◆ **Activity**
The records that follow are to be repeated exactly, with no pictures carried over.
-=-=-=-=-
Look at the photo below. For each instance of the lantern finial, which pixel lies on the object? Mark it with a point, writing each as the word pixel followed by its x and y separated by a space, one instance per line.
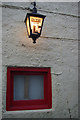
pixel 34 9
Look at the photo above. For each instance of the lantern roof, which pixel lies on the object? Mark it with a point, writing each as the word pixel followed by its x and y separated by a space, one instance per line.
pixel 35 15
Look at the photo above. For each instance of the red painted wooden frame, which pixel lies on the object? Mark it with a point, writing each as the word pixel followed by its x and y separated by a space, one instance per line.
pixel 13 105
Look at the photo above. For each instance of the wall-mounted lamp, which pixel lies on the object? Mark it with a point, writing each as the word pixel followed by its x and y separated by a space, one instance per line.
pixel 34 22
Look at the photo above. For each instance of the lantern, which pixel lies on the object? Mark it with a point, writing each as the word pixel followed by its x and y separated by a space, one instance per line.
pixel 34 23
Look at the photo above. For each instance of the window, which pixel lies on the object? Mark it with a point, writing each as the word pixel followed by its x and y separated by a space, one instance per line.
pixel 28 88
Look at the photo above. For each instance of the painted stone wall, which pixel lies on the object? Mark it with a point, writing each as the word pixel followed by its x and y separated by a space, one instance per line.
pixel 56 48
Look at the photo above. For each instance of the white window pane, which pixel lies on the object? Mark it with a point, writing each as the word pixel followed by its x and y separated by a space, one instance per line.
pixel 36 87
pixel 18 87
pixel 28 87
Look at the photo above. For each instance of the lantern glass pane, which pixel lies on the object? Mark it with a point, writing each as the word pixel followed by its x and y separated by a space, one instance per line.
pixel 27 24
pixel 36 24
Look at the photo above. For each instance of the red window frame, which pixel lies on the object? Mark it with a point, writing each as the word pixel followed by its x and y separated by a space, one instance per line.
pixel 46 103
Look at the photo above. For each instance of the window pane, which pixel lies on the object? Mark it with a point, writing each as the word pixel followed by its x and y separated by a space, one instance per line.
pixel 28 87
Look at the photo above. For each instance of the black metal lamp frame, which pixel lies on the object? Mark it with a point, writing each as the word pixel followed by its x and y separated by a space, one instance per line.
pixel 34 14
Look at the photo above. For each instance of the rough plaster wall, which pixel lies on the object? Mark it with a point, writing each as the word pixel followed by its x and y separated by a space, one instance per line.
pixel 56 48
pixel 0 62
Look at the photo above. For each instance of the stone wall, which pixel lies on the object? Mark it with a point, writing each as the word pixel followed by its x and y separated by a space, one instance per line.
pixel 56 48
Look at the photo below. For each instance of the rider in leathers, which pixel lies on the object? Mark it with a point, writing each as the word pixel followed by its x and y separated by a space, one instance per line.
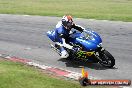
pixel 62 33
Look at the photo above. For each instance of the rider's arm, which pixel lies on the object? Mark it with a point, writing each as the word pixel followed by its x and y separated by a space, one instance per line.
pixel 65 44
pixel 78 27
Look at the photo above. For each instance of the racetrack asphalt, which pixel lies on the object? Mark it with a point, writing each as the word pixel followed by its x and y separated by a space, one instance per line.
pixel 22 36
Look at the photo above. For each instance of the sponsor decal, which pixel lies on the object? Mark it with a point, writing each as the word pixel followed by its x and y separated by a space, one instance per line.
pixel 85 81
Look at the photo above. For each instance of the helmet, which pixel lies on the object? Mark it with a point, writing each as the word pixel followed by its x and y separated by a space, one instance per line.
pixel 67 21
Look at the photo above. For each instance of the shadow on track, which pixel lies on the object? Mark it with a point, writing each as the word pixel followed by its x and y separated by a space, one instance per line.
pixel 79 64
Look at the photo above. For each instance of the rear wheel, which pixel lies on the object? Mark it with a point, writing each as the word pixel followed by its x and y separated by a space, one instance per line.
pixel 107 59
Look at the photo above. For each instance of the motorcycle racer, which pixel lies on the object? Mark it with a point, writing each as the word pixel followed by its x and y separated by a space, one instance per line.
pixel 62 33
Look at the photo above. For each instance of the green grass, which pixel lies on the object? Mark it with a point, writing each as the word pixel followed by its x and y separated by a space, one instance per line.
pixel 91 9
pixel 17 75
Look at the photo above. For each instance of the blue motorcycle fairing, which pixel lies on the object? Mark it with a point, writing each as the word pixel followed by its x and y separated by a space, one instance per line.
pixel 90 43
pixel 51 35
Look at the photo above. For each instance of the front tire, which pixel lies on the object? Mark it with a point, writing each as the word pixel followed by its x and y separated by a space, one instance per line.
pixel 107 59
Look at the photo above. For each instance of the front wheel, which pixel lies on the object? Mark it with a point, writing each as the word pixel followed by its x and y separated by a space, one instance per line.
pixel 106 59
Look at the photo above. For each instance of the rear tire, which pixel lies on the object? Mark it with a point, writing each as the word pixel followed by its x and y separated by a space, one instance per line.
pixel 107 59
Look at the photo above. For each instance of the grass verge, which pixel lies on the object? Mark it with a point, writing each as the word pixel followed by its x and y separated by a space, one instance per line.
pixel 18 75
pixel 93 9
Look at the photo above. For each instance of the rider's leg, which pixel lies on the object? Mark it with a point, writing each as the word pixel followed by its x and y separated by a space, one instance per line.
pixel 64 53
-=-=-=-=-
◆ **Solved exercise**
Look at the photo below. For each instance of the lantern finial, which pixel lies on the object? Mark it with a point, writing each as the word pixel followed by its x and y separated by a space, one instance per line.
pixel 34 9
Look at the photo above. For each instance of the lantern roof, which pixel lies on the object? Mark it with a point, writing each as the word pixel followed by its x and y separated by a space, one instance per line.
pixel 35 15
Look at the photo above. For each instance of the red painted wooden frame, which pixel lies on the object? Mark it with a point, writing each as the word pixel followed by its x and y separated by a space, one instance per line.
pixel 13 105
Look at the photo above. For each instance of the wall-mounted lamp, which pixel lies on the object? Mark it with a point, writing each as the word pixel followed by its x and y separated by a space, one instance per line.
pixel 34 22
Look at the photo above. For each instance of the lantern, which pixel lies on the object? Mark it with a point, writing each as the word pixel followed by its x and y separated by a space, one instance per line.
pixel 34 23
Look at the photo above. For each instance of the window, which pixel lies on the object? Mark it with a point, writing each as the word pixel followed by its x and y separated by a space, one instance per line.
pixel 28 88
Look at the photo above. For each instance of the painted stone wall, which pixel lies on the object? Mark it with a point, writing each as the word pixel followed by its x and y separated by a space, one instance per line.
pixel 56 48
Look at the photo above. For each instance of the white window pane, which pixel lies on the object? Mark it with a point, writing each as the word pixel followed by its x and y separated by a space, one instance per line.
pixel 36 87
pixel 18 87
pixel 28 87
Look at the photo above. For each instance of the lantern glass pane, which pixel lies on the object? Mark it with a point, writing each as the word pixel followed by its x and y separated by a space, one instance per line.
pixel 27 24
pixel 36 24
Look at the photo above. For each instance of the red window frame, which pixel lies on the object? Mark it with a point, writing each as the word pixel followed by its x and y separated by a space, one instance per line.
pixel 46 103
Look at the photo above. For each instance of the window pane, which pixel lies on the object? Mark it with a point, writing each as the word pixel followed by its x and y separated by a space, one instance per line.
pixel 28 87
Look at the photo above. For each instance of the black metal lamp frame, which pixel lies on the object? Mark it with a point, writing each as the word pixel followed by its x and y separated by a space, one instance per line.
pixel 34 14
Look at the photo above. For each instance of the rough plaster wall, which pixel lies on the object? Mark it with a point, writing each as the word pixel followed by its x and y separated by a space, one instance per line.
pixel 56 48
pixel 0 62
Look at the photo above. For each instance of the stone wall, which pixel lies on the object? Mark it with a point, writing each as the word pixel followed by its x and y separated by a space, one instance per line.
pixel 56 48
Look at the photo below. For each instance of the rider in leathers, which pixel lies on the object? Mark it with a point, writing each as the word pixel followed by its x and y separated by a space, one instance per line.
pixel 62 33
Look at the photo above. For each instance of the rider's arm, which pixel lies on the object? Mark it with a point, writing each as the word pixel followed by its x and y separated by a space, one instance per line.
pixel 65 44
pixel 78 27
Look at the photo above. For each instance of the racetrack asphalt, which pixel lies on the object? Mark it with a point, writing each as the word pixel followed by its x and y separated by a space, one instance per line.
pixel 22 36
Look at the photo above. For each instance of the sponsor decal, which pixel lies on the object? Mark it with a point, writing each as the word pixel followed by its x and y separated by a space, one instance per line.
pixel 85 81
Look at the photo above. For each instance of the helmet, which pixel lies on the object? Mark it with a point, writing each as the word pixel followed by its x and y separated by a space, one instance per line.
pixel 67 21
Look at the photo above. For each instance of the shadow on track, which pixel lies on the object? Mark it with a point, writing each as the word pixel followed by its x and y separated by a space, one instance per line.
pixel 79 64
Look at the photo above. For each instance of the rear wheel, which pixel lies on the object? Mark it with a point, writing each as the word pixel followed by its x and y separated by a space, one instance per line.
pixel 107 59
Look at the photo above. For each instance of the motorcycle racer, which pixel lies on the object? Mark it with a point, writing each as the word pixel followed by its x and y separated by a space, one instance per line.
pixel 62 33
Look at the photo above. For each instance of the green grass, which pixel lies on the object? Mark it with a point, writing each as the word pixel followed by its x and y separated by a space, one instance per line.
pixel 91 9
pixel 17 75
Look at the photo above. For each instance of the blue motorcycle fairing, which pixel lies on the object? Mark it with a point, writing each as the word pixel followed by its x and y separated by a space, one instance per line.
pixel 90 43
pixel 51 35
Look at the photo above. For each instance of the front tire, which pixel lies on the object? Mark it with a point, writing each as the word pixel followed by its x and y separated by a space, one instance per line.
pixel 107 59
Look at the photo above. For each instance of the front wheel, which pixel lies on the object? Mark it with a point, writing each as the word pixel followed by its x and y separated by a space, one instance per line.
pixel 106 59
Look at the photo above. For each instance of the rear tire, which pixel lies on the object? Mark it with a point, writing each as the word pixel followed by its x and y separated by a space, one instance per line.
pixel 107 59
Look at the photo above. For each instance of the grass verge, which pixel lies on the object? Mark it with a point, writing each as the word pixel followed by its x and y separated by a space, one instance per line.
pixel 18 75
pixel 93 9
Look at the photo above. For each instance of the rider's leg, which pixel lies on the object? Mark it with a point, writing each as the word pixel followed by its x and y separated by a space, one instance per line.
pixel 64 53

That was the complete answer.